**GIVEN EXERCISE:** Output the material as a JSON list of strings, one string per line, omitting blank lines and leaving out the pictures.

Region annotation entries
-- BEGIN --
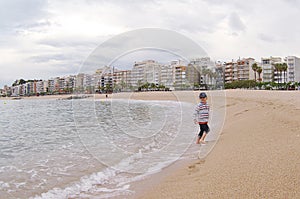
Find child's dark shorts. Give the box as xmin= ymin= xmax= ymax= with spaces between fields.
xmin=198 ymin=124 xmax=210 ymax=137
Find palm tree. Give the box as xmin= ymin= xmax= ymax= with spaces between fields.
xmin=256 ymin=66 xmax=262 ymax=82
xmin=251 ymin=63 xmax=258 ymax=81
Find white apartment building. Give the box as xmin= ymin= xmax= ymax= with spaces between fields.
xmin=261 ymin=56 xmax=282 ymax=82
xmin=131 ymin=60 xmax=161 ymax=86
xmin=224 ymin=58 xmax=255 ymax=83
xmin=36 ymin=81 xmax=44 ymax=93
xmin=113 ymin=70 xmax=131 ymax=89
xmin=284 ymin=56 xmax=300 ymax=82
xmin=160 ymin=64 xmax=175 ymax=88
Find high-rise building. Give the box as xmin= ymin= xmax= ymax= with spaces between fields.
xmin=284 ymin=56 xmax=300 ymax=82
xmin=131 ymin=60 xmax=161 ymax=87
xmin=261 ymin=56 xmax=282 ymax=82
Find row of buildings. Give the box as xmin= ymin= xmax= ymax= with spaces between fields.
xmin=224 ymin=56 xmax=300 ymax=83
xmin=0 ymin=56 xmax=300 ymax=96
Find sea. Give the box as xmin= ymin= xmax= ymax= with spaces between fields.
xmin=0 ymin=95 xmax=225 ymax=199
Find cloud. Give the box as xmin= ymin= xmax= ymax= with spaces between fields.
xmin=0 ymin=0 xmax=300 ymax=87
xmin=0 ymin=0 xmax=48 ymax=33
xmin=228 ymin=12 xmax=246 ymax=32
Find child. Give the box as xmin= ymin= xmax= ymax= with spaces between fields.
xmin=194 ymin=93 xmax=209 ymax=144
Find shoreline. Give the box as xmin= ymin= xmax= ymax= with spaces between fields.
xmin=0 ymin=90 xmax=300 ymax=199
xmin=133 ymin=90 xmax=300 ymax=199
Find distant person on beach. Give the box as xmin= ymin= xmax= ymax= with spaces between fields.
xmin=194 ymin=93 xmax=210 ymax=144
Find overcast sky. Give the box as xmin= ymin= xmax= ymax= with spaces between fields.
xmin=0 ymin=0 xmax=300 ymax=88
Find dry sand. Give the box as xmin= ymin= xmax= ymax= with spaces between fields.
xmin=132 ymin=90 xmax=300 ymax=199
xmin=2 ymin=90 xmax=300 ymax=199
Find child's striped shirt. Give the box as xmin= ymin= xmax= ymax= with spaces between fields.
xmin=194 ymin=102 xmax=209 ymax=124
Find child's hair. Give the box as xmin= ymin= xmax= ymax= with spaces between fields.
xmin=199 ymin=93 xmax=207 ymax=98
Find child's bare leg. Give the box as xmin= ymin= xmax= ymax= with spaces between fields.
xmin=199 ymin=132 xmax=206 ymax=144
xmin=196 ymin=136 xmax=200 ymax=144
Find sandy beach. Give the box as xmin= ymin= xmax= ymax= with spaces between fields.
xmin=131 ymin=90 xmax=300 ymax=199
xmin=2 ymin=90 xmax=300 ymax=199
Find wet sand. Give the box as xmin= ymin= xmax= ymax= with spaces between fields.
xmin=135 ymin=90 xmax=300 ymax=199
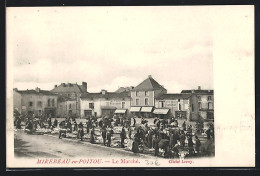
-- END --
**TASK ANSWER:**
[
  "Find child's dark shorts. Give the box as xmin= ymin= xmax= ymax= with spaces between fields.",
  "xmin=198 ymin=124 xmax=210 ymax=137",
  "Find palm tree. Give the box as xmin= ymin= xmax= ymax= with spaces between fields.",
  "xmin=256 ymin=66 xmax=262 ymax=82",
  "xmin=251 ymin=63 xmax=258 ymax=81",
  "Find white apartment building. Give the box as xmin= ymin= xmax= ymax= with spaces between fields.",
  "xmin=261 ymin=56 xmax=282 ymax=82",
  "xmin=131 ymin=60 xmax=161 ymax=86",
  "xmin=224 ymin=58 xmax=255 ymax=83",
  "xmin=36 ymin=81 xmax=44 ymax=93",
  "xmin=113 ymin=70 xmax=131 ymax=89",
  "xmin=284 ymin=56 xmax=300 ymax=82",
  "xmin=160 ymin=64 xmax=175 ymax=88",
  "Find high-rise building. Give the box as xmin= ymin= xmax= ymax= with spaces between fields.",
  "xmin=284 ymin=56 xmax=300 ymax=82",
  "xmin=131 ymin=60 xmax=161 ymax=87",
  "xmin=261 ymin=56 xmax=282 ymax=82",
  "Find row of buildings. Give the box as xmin= ymin= xmax= ymax= with spaces between fields.",
  "xmin=224 ymin=56 xmax=300 ymax=83",
  "xmin=0 ymin=56 xmax=300 ymax=96",
  "Find sea. Give the box as xmin= ymin= xmax= ymax= with spaces between fields.",
  "xmin=0 ymin=95 xmax=225 ymax=199",
  "Find cloud. Give the box as xmin= ymin= xmax= ymax= with spaces between fields.",
  "xmin=0 ymin=0 xmax=300 ymax=87",
  "xmin=0 ymin=0 xmax=48 ymax=33",
  "xmin=228 ymin=12 xmax=246 ymax=32",
  "Find child. Give the box as xmin= ymin= xmax= ymax= with spaces between fields.",
  "xmin=194 ymin=93 xmax=209 ymax=144",
  "Find shoreline. Give the box as xmin= ymin= xmax= ymax= with spaces between fields.",
  "xmin=0 ymin=90 xmax=300 ymax=199",
  "xmin=133 ymin=90 xmax=300 ymax=199",
  "Find distant person on beach. Give the box as xmin= ymin= xmax= ymax= with spaces between fields.",
  "xmin=194 ymin=93 xmax=210 ymax=144",
  "Find overcast sky. Give the box as xmin= ymin= xmax= ymax= with spaces between fields.",
  "xmin=0 ymin=0 xmax=300 ymax=88",
  "Find dry sand. Give the box as xmin= ymin= xmax= ymax= with spaces between fields.",
  "xmin=132 ymin=90 xmax=300 ymax=199",
  "xmin=2 ymin=90 xmax=300 ymax=199",
  "Find child's striped shirt. Give the box as xmin= ymin= xmax= ymax= with spaces between fields.",
  "xmin=194 ymin=102 xmax=209 ymax=124",
  "Find child's hair. Give the box as xmin= ymin= xmax= ymax= with spaces between fields.",
  "xmin=199 ymin=93 xmax=207 ymax=98",
  "Find child's bare leg. Give the box as xmin= ymin= xmax= ymax= with spaces between fields.",
  "xmin=199 ymin=132 xmax=206 ymax=144",
  "xmin=196 ymin=136 xmax=200 ymax=144",
  "Find sandy beach. Give the box as xmin= ymin= xmax= ymax= with spaces between fields.",
  "xmin=131 ymin=90 xmax=300 ymax=199",
  "xmin=2 ymin=90 xmax=300 ymax=199",
  "Find wet sand. Give the box as xmin= ymin= xmax= ymax= with spaces between fields.",
  "xmin=135 ymin=90 xmax=300 ymax=199"
]